◆ **Requirement**: Transcribe the data that follows, exactly and in full.

◆ **Materials provided**:
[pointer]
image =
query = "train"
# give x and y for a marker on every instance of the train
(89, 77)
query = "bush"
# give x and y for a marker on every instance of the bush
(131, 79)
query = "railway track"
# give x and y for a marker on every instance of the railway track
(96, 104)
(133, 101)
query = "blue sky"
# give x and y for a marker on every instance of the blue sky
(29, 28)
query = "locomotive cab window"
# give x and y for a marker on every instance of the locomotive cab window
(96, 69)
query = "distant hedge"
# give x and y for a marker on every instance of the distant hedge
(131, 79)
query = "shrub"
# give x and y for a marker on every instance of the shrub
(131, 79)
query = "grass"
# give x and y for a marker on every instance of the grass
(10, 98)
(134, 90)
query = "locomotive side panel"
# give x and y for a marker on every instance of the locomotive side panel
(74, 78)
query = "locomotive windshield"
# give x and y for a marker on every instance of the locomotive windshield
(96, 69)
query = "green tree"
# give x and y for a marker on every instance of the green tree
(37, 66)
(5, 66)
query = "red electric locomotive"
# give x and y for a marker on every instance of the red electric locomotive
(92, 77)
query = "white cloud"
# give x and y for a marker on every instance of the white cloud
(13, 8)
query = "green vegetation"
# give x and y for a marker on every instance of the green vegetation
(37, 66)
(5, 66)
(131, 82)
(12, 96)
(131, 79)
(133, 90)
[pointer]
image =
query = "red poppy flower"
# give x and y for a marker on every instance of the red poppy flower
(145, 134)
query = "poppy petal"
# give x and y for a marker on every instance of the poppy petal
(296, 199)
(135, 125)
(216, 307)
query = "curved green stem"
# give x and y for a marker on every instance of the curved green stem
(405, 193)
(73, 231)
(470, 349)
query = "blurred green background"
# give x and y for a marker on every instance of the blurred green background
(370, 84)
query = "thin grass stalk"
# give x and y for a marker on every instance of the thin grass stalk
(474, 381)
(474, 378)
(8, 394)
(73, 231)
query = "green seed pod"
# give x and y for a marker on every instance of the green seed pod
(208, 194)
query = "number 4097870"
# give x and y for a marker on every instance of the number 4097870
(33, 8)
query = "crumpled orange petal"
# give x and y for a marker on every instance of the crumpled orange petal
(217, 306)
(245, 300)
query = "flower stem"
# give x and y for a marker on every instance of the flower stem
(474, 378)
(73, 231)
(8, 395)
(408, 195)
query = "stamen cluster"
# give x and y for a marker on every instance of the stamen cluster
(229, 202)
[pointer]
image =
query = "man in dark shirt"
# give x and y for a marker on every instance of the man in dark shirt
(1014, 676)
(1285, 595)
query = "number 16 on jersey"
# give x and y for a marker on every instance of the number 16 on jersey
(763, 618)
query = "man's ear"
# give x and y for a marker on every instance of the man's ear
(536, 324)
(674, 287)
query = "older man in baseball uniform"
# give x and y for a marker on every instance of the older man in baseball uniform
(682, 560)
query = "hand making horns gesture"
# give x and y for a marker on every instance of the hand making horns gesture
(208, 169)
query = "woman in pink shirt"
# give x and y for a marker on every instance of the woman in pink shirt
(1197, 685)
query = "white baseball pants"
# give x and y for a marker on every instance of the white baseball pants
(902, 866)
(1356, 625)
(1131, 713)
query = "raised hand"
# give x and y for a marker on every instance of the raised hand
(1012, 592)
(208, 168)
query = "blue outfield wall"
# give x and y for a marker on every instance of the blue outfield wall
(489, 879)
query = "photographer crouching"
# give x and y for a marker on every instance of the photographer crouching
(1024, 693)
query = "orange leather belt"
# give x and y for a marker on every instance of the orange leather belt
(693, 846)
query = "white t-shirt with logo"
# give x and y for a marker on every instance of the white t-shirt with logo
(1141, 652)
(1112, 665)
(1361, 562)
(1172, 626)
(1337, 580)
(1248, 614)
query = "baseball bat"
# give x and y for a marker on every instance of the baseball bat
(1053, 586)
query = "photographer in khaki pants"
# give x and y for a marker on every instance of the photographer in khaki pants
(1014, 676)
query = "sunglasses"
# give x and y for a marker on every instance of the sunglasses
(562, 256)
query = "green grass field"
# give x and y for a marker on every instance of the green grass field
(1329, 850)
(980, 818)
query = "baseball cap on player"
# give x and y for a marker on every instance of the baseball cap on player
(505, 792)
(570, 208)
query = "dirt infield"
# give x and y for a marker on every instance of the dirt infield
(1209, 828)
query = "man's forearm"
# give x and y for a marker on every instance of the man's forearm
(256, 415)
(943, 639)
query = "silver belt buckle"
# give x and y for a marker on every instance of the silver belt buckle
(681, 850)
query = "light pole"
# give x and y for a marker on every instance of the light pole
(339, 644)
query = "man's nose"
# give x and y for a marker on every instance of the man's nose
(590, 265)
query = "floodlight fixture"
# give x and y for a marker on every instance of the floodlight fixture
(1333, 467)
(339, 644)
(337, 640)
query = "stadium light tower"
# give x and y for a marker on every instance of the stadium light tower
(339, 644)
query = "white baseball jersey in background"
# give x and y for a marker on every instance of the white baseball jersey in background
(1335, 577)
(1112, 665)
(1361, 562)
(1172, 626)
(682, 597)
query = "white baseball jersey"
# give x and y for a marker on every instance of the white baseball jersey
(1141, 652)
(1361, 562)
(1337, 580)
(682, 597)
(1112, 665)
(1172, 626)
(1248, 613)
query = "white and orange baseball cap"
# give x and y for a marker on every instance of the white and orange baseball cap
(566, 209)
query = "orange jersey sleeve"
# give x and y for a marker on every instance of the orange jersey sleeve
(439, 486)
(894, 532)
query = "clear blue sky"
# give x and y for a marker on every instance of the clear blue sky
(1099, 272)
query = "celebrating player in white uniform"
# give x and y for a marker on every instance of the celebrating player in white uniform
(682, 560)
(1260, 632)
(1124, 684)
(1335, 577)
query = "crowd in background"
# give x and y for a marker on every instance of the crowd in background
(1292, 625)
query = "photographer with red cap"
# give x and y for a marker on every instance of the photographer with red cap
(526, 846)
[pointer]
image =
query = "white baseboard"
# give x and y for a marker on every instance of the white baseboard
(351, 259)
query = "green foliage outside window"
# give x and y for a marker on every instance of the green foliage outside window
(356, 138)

◆ **Solution to this exercise**:
[pointer]
image =
query = "train"
# give x and y for a marker on every instance of the train
(89, 77)
query = "bush"
# give x and y for a marker on every instance of the bush
(131, 79)
query = "railway track"
# give x and y for a marker on every instance of the railway track
(96, 104)
(133, 101)
query = "blue sky"
# give x and y for a marker on every instance of the blue sky
(29, 28)
query = "locomotive cab window"
# give x and y for a marker on every instance of the locomotive cab window
(96, 69)
query = "distant hedge"
# give x and y for a marker on every instance of the distant hedge
(131, 79)
query = "shrub"
# give x and y for a marker on every instance of the shrub
(131, 79)
query = "grass"
# give x and y for a marker on every instance of the grass
(10, 98)
(134, 90)
query = "locomotive side panel"
# give x and y for a marker on every instance of the locomotive side panel
(74, 78)
query = "locomotive windshield"
# give x and y for a marker on every instance of the locomotive windshield
(96, 69)
query = "green tree"
# give x and y for a marker on every instance of the green tree
(37, 66)
(5, 66)
query = "red electric locomotive"
# give x and y for a marker on every instance of the red electric locomotive
(92, 77)
query = "white cloud"
# give x and y for a marker on every instance of the white cloud
(13, 8)
query = "green vegetation"
# give x and y for a marker on every instance of the green vegetation
(37, 66)
(5, 66)
(131, 82)
(12, 96)
(131, 79)
(133, 90)
[pointer]
image =
query = "red poppy flower"
# give x and y for a marker on every instance of the red poppy flower
(145, 134)
query = "poppy petal"
# give x and y for a marker on every instance of the poppy petal
(296, 199)
(135, 125)
(216, 307)
query = "curved green stem"
# give x and y for a marker on every instance of the curved green stem
(405, 193)
(73, 231)
(470, 349)
query = "blurred green background"
# give x and y for a marker on every instance of the blurred green background
(370, 84)
query = "thin grass stalk"
# give x and y for a marker on every instance of the thin grass stalk
(474, 381)
(474, 378)
(8, 394)
(73, 231)
query = "green seed pod"
# give x and y for a marker on every instance of the green seed pod
(208, 194)
query = "number 4097870"
# give x and y for a marker on every instance of the number 4097870
(33, 8)
query = "crumpled orange petal"
# give x and y for a marker on every instance of the crumpled orange petal
(217, 306)
(245, 300)
query = "flower stem"
# give x and y for a marker on every instance of the flower stem
(474, 378)
(73, 231)
(8, 395)
(408, 195)
query = "stamen cluster"
# give x and y for a marker on every instance of the stamen cluster
(229, 202)
[pointer]
image =
query = "man in dark shirt"
# give x and y for a marker on every instance of the man in dark shirt
(1014, 676)
(1285, 595)
query = "number 16 on jersey"
# give x and y for a marker on every instance of the number 16 on jersey
(763, 618)
query = "man's ear"
# give x and y for a marker on every instance of the man's ear
(536, 324)
(674, 287)
query = "older man in baseball uniform"
# give x and y for a marker on every instance of the older man in baseball uniform
(682, 560)
query = "hand making horns gesture"
# give x and y for a marker on every instance of the hand making horns gesture
(208, 169)
query = "woman in pink shirt"
# give x and y for a marker on every instance of the woman in pink shirt
(1197, 685)
query = "white baseball pants"
# give x and y for a marker on every instance of the white baseball pants
(902, 866)
(1356, 625)
(1131, 713)
query = "raised hand"
# give x and y for a marker on every instance of the raised hand
(1012, 592)
(208, 168)
query = "blue outfield wall"
# give x and y for a marker on every instance of the blue outfield wall
(489, 879)
query = "photographer crouching"
# give x and y for a marker on every instance of the photographer crouching
(1024, 693)
query = "orange leather belt"
# give x and y for a marker on every instance of the orange leather belt
(693, 846)
query = "white t-shirt with logo"
# give x and y for a marker on every instance of the white t-shirt with logo
(1141, 652)
(1112, 665)
(1361, 562)
(1172, 626)
(1337, 580)
(1248, 614)
query = "baseball bat"
# give x and y for a marker on every instance of the baseball bat
(1053, 586)
query = "photographer in khaki pants"
# give x and y for a marker on every instance of the photographer in khaki pants
(1014, 676)
query = "sunglasses"
# give x and y for a marker on every instance of the sunglasses
(562, 256)
query = "green grass field"
# give x and y for a marker on every instance of the green grass field
(1329, 850)
(980, 818)
query = "baseball cap on player"
# give x and y for a marker on every instance of the baseball cap on player
(505, 792)
(570, 208)
query = "dirt infield"
# give x and y for a marker on every instance of the dirt infield
(1209, 828)
query = "man's forearm"
# give x and y for a marker on every instance of the man's forearm
(256, 415)
(943, 639)
query = "silver belt buckle"
# give x and y for a marker on every instance of the silver belt buckle
(681, 850)
query = "light pole"
# give x and y for a marker on every instance of the light pole
(339, 644)
query = "man's nose"
# give x and y for a marker on every instance of the man's nose
(590, 265)
query = "floodlight fixture"
# give x and y for a marker on every instance of the floodlight fixture
(1333, 467)
(339, 644)
(337, 640)
query = "stadium light tower"
# give x and y for a marker on every instance of the stadium light tower
(339, 644)
query = "white baseball jersey in background"
# give x and y for a marker on every instance of the white baseball jersey in background
(1335, 577)
(1112, 665)
(1361, 562)
(1172, 626)
(682, 597)
query = "white baseball jersey"
# give x and y for a marker on every instance of the white baseball jersey
(1141, 652)
(1361, 562)
(1337, 580)
(682, 597)
(1112, 665)
(1172, 626)
(1248, 613)
query = "white and orange baseball cap"
# give x and y for a marker on every instance of the white and orange baseball cap
(566, 209)
query = "orange jersey sleeve"
# give x and y for a marker on every instance of the orange jersey sleeve
(439, 486)
(894, 532)
query = "clear blue sky"
# give x and y for a marker on every instance of the clear blue sky
(1099, 272)
query = "celebrating player in white uniform"
# give x and y for a marker on every instance of the celebrating player in white uniform
(682, 560)
(1260, 632)
(1124, 684)
(1335, 577)
query = "crowd in background"
# give x and y for a marker on every instance of the crowd in background
(1292, 625)
query = "photographer with red cap"
# give x and y for a marker on every instance of the photographer with red cap
(526, 846)
[pointer]
image =
query = "white baseboard"
# give x and y for a marker on every instance of the white baseboard
(351, 259)
query = "green foliage outside window"
# give x and y for a marker on every instance of the green foliage outside window
(356, 138)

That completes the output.